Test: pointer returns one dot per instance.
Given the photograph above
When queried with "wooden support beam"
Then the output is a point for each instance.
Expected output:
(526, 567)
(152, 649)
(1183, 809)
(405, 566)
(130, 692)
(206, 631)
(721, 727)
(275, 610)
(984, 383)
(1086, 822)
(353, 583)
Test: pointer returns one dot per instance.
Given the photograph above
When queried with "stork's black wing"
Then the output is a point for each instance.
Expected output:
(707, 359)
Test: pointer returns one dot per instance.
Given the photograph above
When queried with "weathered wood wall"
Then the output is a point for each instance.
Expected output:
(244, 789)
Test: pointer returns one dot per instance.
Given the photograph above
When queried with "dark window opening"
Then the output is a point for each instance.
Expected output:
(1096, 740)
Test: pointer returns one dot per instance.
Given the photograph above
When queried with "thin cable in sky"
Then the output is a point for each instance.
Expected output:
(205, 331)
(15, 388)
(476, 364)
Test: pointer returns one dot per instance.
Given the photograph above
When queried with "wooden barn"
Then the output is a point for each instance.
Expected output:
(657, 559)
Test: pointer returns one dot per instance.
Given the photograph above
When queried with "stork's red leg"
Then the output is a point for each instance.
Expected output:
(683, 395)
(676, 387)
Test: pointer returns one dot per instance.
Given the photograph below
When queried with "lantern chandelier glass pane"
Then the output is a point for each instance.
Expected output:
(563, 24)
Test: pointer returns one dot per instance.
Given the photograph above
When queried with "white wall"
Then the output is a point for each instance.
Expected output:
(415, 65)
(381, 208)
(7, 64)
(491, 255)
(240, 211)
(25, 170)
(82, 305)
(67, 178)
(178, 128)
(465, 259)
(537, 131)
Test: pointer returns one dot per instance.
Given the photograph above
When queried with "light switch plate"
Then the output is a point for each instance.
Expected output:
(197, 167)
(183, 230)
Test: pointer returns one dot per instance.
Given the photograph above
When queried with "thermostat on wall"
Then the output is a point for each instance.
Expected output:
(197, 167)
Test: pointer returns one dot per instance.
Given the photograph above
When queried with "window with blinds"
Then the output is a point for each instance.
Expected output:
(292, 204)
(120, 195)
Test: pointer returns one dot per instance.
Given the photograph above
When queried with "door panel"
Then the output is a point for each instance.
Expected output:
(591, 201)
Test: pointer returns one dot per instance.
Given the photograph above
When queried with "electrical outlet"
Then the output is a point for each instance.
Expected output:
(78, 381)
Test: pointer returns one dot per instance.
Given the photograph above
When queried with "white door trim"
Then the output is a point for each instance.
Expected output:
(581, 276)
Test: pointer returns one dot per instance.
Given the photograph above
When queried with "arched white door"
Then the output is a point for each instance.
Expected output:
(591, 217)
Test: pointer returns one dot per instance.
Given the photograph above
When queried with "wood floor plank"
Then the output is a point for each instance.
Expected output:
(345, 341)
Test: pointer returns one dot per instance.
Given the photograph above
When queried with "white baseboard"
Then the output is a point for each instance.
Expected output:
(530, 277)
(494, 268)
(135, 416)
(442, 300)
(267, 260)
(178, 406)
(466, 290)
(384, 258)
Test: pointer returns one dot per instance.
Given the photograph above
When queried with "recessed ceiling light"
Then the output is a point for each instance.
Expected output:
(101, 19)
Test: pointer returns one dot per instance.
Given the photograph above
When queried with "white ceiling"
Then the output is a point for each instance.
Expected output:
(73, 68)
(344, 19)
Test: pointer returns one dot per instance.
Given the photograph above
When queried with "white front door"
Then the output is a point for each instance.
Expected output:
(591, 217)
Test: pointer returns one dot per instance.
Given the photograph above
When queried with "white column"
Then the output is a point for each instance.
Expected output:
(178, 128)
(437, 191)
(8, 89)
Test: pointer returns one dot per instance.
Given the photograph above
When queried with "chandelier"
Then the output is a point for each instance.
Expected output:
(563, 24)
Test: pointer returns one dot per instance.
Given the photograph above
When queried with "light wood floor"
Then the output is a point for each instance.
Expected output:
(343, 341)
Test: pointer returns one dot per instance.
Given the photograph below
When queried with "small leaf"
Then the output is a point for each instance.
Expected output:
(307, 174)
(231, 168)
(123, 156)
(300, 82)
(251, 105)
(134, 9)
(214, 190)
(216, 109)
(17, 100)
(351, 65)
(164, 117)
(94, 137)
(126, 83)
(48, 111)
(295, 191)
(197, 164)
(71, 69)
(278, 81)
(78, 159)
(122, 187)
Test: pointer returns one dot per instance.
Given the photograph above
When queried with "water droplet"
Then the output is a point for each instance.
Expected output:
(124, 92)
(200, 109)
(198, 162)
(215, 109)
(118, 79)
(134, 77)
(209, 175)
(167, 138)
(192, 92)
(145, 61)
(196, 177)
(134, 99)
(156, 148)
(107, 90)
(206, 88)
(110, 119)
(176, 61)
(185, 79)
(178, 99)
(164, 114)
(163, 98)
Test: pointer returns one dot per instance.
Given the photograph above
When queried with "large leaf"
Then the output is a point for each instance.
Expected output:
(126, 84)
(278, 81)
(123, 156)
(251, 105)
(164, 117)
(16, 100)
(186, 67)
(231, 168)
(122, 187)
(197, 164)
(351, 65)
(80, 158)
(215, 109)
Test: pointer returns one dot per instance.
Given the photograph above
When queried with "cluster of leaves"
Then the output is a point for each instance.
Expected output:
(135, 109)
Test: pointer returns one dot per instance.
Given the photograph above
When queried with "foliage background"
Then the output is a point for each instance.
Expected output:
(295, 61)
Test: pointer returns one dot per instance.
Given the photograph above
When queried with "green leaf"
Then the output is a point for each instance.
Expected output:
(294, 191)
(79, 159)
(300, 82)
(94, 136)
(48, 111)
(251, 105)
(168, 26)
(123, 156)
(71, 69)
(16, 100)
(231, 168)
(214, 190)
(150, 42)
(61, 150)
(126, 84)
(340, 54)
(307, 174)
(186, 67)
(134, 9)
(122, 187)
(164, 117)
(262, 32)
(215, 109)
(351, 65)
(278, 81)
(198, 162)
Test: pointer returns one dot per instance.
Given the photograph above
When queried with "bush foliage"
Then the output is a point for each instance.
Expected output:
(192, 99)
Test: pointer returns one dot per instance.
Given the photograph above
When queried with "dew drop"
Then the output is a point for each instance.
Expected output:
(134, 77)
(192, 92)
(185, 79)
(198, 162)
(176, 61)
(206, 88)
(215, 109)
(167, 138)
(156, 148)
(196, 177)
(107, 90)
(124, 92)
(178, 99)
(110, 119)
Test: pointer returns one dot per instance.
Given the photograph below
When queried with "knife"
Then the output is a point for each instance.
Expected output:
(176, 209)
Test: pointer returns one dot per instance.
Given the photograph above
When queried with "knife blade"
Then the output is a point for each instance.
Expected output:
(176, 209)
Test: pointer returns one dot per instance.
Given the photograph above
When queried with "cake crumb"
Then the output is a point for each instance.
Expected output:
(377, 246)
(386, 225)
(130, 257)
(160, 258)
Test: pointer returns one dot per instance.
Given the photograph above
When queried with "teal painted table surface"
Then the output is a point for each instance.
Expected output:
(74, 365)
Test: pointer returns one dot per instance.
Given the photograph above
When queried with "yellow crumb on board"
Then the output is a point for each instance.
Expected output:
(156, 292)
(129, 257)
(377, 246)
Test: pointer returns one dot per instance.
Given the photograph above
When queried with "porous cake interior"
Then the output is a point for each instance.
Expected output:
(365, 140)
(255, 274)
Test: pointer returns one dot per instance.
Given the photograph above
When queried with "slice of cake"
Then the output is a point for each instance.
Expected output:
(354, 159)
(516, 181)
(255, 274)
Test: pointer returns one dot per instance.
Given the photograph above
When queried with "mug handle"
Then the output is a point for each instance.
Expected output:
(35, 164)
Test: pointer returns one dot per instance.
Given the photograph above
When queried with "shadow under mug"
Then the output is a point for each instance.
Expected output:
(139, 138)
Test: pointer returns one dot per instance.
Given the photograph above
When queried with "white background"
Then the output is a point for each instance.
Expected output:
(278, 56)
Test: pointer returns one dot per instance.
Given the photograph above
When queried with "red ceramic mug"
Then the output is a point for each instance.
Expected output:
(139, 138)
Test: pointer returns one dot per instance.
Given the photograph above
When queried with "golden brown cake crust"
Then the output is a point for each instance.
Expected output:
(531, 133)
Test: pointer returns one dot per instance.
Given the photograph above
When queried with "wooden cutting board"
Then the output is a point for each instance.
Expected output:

==========

#### What to produce:
Lines holding the word "background" should be copied from the entries above.

#### Written answer:
When queried with "foliage background"
When queried with "white background"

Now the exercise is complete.